→ **YOUR INSTRUCTIONS**: Can you transcribe everything in the synthetic biology passage below, from "Early in 2006, Dr." down to "the journal Science.", word for word?

→ **READING TEXT**:
◆ ◆ ◆ ◆ ◆

Synthetic biology studies how to build artificial biological systems.
Early in 2006, Dr. Jay Keasling, director of the Berkeley Center for Synthetic Biology, and three post-doctoral researchers discovered and re-engineered a yeast containing bacterial and wormwood genes into a chemical factory to produce a precursor to artemisinin for use as an inexpensive anti-malarial drug.
In June 2007, the JCVI developed genome transplantation methods to transform one type of bacteria into another type dictated by the transplanted chromosome and published their results in the journal Science.
In January 2008, the JCVI created the first synthetic bacterial genome, Mycoplasma genitalium JCVI-1.0, representing the largest man-made DNA structure (also published in Science). Genome transplantation, synthesis and assembly are essential enabling steps toward the ultimate goal of a fully synthetic, activated cell.

◆ ◆ ◆ ◆ ◆

→ **DATA SHOWN**:
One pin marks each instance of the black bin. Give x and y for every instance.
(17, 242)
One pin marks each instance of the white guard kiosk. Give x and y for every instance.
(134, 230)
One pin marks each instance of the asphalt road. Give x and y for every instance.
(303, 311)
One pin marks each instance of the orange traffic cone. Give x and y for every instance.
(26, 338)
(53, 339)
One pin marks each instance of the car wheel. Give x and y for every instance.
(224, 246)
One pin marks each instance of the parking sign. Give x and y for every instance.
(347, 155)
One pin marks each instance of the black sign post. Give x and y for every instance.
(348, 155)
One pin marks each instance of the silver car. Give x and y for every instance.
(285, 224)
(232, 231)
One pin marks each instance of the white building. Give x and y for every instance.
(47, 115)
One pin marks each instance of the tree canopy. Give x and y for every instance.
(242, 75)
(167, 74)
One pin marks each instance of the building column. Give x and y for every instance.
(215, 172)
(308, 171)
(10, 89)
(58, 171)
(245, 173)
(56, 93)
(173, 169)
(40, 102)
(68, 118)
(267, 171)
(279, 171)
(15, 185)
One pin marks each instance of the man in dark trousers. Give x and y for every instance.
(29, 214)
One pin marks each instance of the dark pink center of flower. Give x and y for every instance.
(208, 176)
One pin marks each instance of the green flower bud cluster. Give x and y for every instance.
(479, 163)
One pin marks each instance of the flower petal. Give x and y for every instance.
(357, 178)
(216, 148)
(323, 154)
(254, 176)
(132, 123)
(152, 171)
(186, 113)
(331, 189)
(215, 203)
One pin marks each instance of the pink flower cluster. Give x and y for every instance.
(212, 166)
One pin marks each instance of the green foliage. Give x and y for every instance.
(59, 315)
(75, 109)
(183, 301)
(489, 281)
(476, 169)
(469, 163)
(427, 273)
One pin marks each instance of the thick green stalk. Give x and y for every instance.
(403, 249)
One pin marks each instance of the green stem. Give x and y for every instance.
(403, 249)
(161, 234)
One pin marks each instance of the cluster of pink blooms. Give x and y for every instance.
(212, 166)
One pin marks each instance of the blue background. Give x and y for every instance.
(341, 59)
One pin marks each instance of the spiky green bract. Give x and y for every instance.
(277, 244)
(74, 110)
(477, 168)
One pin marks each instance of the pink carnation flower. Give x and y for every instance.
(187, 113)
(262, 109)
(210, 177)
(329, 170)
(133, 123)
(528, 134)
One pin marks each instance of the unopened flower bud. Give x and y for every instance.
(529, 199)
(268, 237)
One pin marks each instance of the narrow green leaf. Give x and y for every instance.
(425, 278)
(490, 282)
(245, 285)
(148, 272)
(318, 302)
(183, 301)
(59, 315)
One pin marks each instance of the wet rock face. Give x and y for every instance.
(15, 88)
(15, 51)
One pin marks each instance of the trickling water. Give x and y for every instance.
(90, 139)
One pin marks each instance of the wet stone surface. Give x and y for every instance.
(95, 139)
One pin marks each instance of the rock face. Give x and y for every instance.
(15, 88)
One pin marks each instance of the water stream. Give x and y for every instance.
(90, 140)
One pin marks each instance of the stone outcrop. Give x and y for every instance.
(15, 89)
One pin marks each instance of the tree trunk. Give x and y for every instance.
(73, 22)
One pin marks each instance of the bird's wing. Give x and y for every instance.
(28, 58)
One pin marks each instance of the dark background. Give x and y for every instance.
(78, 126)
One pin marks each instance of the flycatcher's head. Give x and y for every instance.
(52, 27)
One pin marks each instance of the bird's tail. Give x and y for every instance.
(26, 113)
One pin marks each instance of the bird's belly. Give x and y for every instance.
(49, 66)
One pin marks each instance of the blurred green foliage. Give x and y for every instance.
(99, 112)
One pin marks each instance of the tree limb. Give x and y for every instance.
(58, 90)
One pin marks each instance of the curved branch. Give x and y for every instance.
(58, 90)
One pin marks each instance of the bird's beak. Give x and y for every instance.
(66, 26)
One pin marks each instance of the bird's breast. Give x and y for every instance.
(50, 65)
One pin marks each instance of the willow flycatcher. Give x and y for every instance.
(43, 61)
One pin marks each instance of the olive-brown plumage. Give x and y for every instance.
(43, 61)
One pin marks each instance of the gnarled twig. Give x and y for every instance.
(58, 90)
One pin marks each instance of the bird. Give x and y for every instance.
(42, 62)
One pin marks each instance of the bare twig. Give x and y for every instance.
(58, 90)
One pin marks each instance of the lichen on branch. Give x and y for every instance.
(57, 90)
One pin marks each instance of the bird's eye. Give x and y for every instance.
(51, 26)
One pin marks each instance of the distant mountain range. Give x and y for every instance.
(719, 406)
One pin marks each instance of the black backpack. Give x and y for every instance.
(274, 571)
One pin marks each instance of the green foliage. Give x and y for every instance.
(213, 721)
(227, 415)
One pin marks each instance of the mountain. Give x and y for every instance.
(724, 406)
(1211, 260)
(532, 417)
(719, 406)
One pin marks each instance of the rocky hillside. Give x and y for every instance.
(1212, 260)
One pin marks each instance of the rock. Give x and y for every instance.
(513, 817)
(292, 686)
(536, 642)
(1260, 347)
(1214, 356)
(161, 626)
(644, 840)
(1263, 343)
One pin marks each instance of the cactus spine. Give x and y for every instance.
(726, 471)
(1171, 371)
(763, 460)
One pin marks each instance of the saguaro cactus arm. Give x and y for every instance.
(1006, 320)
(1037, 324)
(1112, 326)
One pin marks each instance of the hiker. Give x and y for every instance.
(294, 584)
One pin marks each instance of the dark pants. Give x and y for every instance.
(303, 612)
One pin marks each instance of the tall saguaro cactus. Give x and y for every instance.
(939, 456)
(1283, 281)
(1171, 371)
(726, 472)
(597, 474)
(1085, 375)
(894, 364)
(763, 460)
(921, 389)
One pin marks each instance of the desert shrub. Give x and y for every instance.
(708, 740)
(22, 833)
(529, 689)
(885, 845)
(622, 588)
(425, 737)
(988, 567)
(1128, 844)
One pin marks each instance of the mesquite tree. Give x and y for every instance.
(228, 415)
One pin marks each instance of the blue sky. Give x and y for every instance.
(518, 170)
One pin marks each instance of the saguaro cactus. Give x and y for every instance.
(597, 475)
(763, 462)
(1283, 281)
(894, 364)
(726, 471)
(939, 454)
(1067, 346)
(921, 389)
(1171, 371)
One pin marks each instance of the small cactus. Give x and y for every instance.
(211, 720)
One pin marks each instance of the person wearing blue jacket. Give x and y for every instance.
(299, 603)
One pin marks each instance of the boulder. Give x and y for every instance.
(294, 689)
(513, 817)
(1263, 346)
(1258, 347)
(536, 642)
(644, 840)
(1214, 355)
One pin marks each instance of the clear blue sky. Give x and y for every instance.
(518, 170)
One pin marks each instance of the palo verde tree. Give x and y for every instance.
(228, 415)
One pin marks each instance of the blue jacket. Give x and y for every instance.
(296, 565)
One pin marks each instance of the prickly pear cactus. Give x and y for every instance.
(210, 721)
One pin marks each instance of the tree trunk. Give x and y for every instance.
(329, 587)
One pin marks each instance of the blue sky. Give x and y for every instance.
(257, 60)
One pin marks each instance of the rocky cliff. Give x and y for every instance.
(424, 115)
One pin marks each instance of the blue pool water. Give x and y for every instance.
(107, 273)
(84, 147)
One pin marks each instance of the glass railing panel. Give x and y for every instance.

◆ ◆ ◆ ◆ ◆

→ **TASK OUTPUT**:
Early in 2006, Dr. Jay Keasling, director of the Berkeley Center for Synthetic Biology, and three post-doctoral researchers discovered and re-engineered a yeast containing bacterial and wormwood genes into a chemical factory to produce a precursor to artemisinin for use as an inexpensive anti-malarial drug.
In June 2007, the JCVI developed genome transplantation methods to transform one type of bacteria into another type dictated by the transplanted chromosome and published their results in the journal Science.